### WHAT IS BEING ASKED
Each line below should be restated word for word.

▼▼▼

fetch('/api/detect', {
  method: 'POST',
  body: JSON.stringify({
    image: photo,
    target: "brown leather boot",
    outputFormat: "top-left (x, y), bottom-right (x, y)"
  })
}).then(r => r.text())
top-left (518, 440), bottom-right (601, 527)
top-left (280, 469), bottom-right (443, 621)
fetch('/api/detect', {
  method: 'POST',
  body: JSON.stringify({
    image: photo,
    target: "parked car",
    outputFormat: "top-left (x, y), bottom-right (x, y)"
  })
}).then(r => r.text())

▲▲▲

### ANSWER BOX
fetch('/api/detect', {
  method: 'POST',
  body: JSON.stringify({
    image: photo,
    target: "brown leather boot",
    outputFormat: "top-left (x, y), bottom-right (x, y)"
  })
}).then(r => r.text())
top-left (518, 440), bottom-right (601, 527)
top-left (280, 469), bottom-right (443, 621)
fetch('/api/detect', {
  method: 'POST',
  body: JSON.stringify({
    image: photo,
    target: "parked car",
    outputFormat: "top-left (x, y), bottom-right (x, y)"
  })
}).then(r => r.text())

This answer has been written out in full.